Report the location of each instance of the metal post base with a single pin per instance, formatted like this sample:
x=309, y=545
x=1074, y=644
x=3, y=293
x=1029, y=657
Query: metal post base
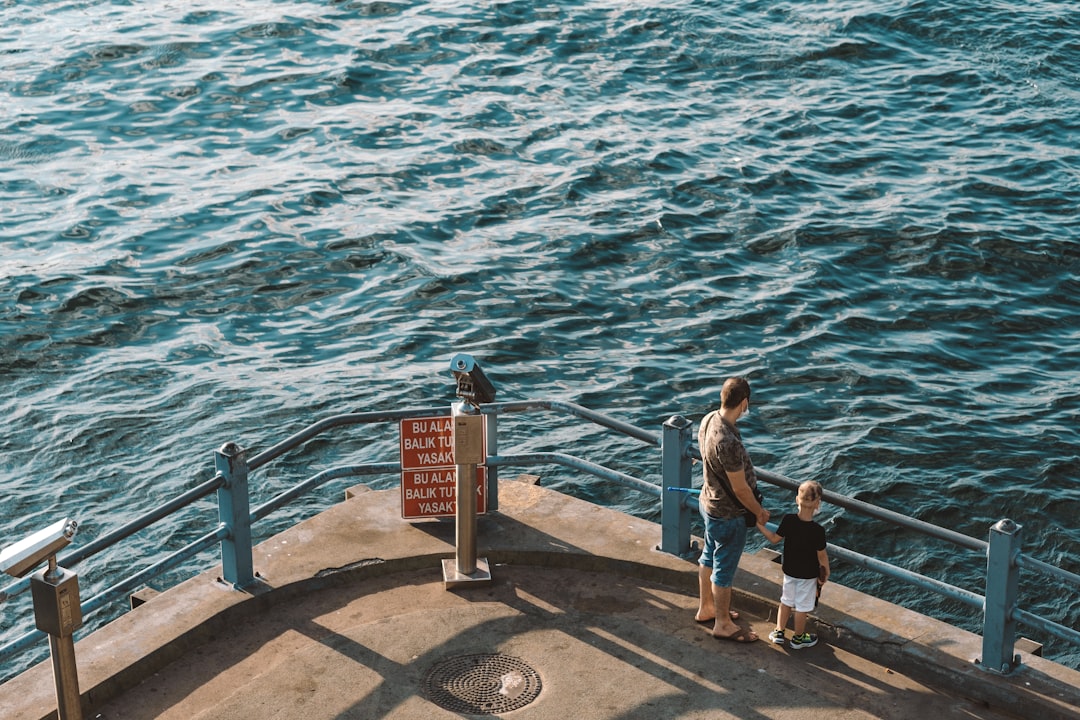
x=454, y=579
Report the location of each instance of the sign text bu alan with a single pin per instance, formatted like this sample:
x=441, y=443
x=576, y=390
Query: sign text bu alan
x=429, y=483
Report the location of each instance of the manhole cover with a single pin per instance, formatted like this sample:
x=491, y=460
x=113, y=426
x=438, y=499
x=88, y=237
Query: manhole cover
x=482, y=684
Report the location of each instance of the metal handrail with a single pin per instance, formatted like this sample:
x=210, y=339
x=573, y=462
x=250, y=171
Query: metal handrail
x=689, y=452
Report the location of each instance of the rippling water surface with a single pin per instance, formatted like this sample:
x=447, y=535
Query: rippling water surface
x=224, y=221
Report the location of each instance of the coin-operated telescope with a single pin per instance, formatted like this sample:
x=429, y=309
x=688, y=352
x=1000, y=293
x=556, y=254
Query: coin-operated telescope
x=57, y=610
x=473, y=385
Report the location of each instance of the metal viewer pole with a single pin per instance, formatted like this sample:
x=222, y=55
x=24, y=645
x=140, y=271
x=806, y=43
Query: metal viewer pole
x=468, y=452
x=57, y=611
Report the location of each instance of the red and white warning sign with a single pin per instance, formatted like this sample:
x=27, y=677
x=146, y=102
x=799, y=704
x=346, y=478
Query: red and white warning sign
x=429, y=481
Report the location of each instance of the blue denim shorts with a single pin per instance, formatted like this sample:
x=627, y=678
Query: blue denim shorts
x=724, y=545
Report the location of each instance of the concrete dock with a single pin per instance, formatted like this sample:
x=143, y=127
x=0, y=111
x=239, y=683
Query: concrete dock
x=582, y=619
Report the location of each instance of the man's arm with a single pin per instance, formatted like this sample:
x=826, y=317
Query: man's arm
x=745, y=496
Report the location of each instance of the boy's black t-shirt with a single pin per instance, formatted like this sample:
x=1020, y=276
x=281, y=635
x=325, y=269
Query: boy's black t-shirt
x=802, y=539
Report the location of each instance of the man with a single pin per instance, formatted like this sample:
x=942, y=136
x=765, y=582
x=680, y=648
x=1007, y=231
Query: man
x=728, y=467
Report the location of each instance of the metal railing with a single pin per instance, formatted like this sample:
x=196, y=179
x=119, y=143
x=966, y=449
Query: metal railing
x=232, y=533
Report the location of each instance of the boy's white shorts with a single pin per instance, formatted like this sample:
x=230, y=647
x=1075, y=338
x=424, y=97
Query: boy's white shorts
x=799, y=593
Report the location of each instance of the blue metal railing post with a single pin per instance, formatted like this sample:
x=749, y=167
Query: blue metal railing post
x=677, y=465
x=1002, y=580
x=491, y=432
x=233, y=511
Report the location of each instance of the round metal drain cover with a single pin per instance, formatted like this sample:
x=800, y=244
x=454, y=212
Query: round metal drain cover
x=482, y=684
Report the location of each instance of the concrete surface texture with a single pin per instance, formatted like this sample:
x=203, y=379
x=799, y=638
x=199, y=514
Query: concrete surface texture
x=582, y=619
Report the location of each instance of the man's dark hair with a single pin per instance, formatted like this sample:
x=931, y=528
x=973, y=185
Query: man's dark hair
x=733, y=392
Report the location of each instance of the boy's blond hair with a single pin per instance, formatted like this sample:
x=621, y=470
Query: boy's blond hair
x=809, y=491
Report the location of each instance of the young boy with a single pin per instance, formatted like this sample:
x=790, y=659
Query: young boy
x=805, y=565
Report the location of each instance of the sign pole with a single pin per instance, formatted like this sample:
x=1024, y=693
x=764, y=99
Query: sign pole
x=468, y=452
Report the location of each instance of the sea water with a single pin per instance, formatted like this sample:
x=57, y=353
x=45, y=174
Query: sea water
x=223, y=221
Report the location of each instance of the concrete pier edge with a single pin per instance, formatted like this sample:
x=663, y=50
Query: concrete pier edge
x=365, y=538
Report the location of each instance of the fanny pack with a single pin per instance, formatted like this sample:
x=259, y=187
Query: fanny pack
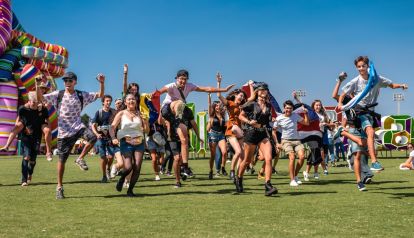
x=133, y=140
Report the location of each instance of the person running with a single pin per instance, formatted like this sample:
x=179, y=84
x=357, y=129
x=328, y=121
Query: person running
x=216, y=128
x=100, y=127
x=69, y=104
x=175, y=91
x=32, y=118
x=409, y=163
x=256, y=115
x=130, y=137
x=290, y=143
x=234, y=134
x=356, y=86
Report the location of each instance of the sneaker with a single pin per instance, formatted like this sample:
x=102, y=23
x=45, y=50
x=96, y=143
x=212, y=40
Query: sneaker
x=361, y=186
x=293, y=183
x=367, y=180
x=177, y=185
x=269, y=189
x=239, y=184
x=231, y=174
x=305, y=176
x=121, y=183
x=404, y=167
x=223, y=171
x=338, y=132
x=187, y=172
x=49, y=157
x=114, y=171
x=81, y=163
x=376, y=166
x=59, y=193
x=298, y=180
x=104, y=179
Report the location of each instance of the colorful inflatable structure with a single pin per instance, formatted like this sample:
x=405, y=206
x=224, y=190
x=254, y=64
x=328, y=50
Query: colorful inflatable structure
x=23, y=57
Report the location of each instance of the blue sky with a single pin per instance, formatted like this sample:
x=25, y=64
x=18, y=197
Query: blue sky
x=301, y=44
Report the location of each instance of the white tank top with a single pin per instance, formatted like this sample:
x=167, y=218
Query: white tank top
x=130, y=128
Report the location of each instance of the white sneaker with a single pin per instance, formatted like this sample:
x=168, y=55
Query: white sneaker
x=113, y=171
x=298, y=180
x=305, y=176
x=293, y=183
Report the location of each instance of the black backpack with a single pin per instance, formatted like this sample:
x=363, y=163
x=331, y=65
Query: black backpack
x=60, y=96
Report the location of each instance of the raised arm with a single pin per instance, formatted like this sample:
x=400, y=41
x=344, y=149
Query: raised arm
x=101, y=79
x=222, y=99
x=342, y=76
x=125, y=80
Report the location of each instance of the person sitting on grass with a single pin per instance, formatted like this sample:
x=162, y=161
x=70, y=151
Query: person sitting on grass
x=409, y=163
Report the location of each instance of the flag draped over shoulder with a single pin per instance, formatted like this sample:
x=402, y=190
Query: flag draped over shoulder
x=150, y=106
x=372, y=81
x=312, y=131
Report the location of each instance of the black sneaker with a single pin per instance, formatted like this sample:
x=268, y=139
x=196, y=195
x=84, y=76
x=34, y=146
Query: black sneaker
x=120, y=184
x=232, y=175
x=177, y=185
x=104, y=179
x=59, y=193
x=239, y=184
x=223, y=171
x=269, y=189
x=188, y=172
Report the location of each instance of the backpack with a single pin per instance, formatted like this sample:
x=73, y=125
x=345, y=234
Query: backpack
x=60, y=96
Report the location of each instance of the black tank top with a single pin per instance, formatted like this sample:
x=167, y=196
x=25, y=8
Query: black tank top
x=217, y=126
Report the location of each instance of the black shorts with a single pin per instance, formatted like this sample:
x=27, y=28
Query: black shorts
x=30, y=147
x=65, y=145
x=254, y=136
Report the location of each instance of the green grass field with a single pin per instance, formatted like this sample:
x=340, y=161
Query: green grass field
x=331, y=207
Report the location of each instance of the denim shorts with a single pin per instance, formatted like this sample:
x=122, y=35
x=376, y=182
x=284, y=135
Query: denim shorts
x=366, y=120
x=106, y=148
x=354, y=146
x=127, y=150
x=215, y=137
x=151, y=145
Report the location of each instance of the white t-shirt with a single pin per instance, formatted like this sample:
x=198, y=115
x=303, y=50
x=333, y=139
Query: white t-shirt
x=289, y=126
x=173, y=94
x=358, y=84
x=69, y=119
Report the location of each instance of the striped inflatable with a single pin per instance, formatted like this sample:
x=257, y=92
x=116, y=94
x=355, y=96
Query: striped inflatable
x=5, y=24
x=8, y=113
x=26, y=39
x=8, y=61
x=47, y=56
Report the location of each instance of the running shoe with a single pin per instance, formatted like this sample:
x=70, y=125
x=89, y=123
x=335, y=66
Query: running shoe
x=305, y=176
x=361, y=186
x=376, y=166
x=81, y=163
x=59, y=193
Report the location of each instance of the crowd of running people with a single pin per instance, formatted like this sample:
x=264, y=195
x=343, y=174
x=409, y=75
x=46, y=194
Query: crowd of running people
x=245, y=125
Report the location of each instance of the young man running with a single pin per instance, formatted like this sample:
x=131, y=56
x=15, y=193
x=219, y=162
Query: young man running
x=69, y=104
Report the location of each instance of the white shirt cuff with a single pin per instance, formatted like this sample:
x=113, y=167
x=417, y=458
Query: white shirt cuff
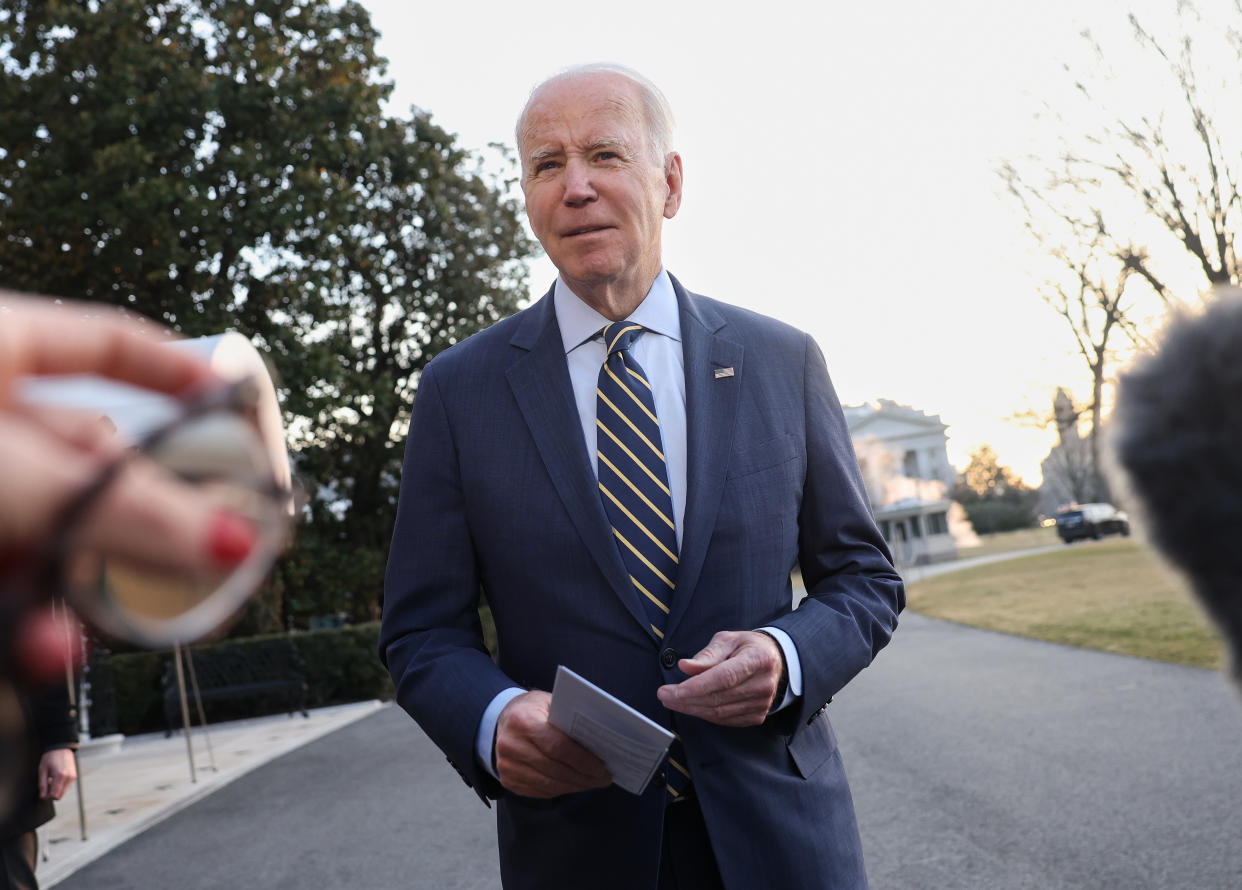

┄┄┄┄┄┄┄┄┄┄┄┄┄┄┄┄┄┄┄┄

◆ Your instructions
Within the listing above, filter for lines holding the string "cuff" and copy each one.

◆ Answer area
Report the location of each instance of the white shirt cuff with a single pin per instance, formatted like this sample:
Query: white shirt cuff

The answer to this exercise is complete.